Text segment:

=======

The bugs that feed on them, on the other hand - the predatory bugs - are like the wolves and lions of the bug world. Longer lived, slower to reproduce, and they don't reproduce in the same kind of numbers. Each praying mantis will only reproduce once in its life time, the male being cannibalized during mating, and the female dying after laying eggs. The egg cases hold around 200 eggs each, and many of those won't hatch due to exposure and predation.
So when you spray, the destructive bugs come back quite quickly, but the predatory ones don't, which leaves your garden very vulnerable. It can take a few years (and patience and frustration) of not spraying to establish a bug-based pest control system.
Meanwhile, it is important to ensure there are food supplies for the good bugs in early spring and late autumn. Wild fennel is a fantastic plant to have tucked away in a corner of your garden. It flowers early in spring, and late in autumn, and provides nectar, when little else is available, for the lady bug (eater of aphids), and the parasitic wasp (killer of white butterfly caterpillars). This will ensure they are in your garden before the aphids and white butterflies are.

=======

Entries provided:
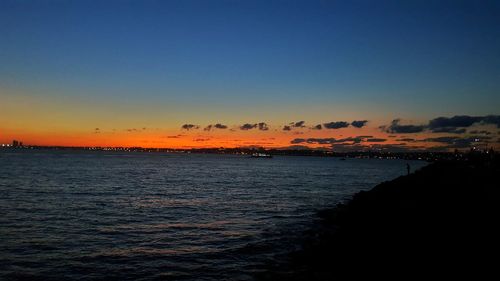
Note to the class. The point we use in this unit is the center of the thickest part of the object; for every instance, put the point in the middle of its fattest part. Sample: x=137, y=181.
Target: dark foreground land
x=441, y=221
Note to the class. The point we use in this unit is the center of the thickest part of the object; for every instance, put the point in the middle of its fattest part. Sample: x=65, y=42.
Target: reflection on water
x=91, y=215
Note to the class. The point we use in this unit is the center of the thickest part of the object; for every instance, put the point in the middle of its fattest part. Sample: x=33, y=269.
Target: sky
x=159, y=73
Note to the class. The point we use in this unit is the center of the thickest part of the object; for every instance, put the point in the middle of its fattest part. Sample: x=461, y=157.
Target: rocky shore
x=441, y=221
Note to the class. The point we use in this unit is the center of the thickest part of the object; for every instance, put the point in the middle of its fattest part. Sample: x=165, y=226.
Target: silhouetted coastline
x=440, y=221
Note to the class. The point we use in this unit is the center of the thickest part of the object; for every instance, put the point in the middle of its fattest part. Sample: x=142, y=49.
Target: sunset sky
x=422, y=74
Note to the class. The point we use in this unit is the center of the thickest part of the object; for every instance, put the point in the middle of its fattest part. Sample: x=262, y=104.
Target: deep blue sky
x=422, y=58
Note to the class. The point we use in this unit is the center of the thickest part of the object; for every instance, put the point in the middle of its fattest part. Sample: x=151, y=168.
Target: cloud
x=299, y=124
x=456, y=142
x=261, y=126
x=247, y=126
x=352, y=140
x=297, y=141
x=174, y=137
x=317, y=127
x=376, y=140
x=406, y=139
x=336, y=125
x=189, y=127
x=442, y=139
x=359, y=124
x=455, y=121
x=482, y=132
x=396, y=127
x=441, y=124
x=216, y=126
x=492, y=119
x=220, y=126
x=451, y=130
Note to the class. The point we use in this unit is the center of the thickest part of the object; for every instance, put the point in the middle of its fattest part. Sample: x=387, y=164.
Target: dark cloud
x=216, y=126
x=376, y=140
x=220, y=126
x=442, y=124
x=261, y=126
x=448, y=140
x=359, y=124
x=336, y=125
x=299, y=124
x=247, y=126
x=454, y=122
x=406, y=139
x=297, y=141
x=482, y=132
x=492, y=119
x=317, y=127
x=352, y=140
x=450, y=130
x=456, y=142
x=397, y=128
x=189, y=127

=======

Problems and tasks:
(a) In the garden pest control text, about how many eggs does each praying mantis egg case hold?
(b) Go on writing the garden pest control text from its final sentence, keeping its practical tone.

Written answers:
(a) Around 200 eggs.

(b)
It is also important to provide shelter for over-wintering - someplace that isn't going to be disturbed by your yard and garden activities - to keep them there, so they are in your garden before the pests arrive. Pinterest and the internet in general are full of ideas and instructions for building 'bug hotels', from the very simple to the very elaborate.
Of course, it doesn't mean the good bugs will do all the work - although they are more efficient than spraying (my neighbour sprays profusely, and still complain bitterly about the bug problem). You still need to do your morning rounds - picking the stink bugs out and dropping them in a bucket of soapy water, collecting the snail and slugs you find and putting them out on the pavement or drive for the thrushes to eat, wiping off any white butterfly eggs you find and killing any of the caterpillars you see, and pulling out anything too heavily infested with aphids.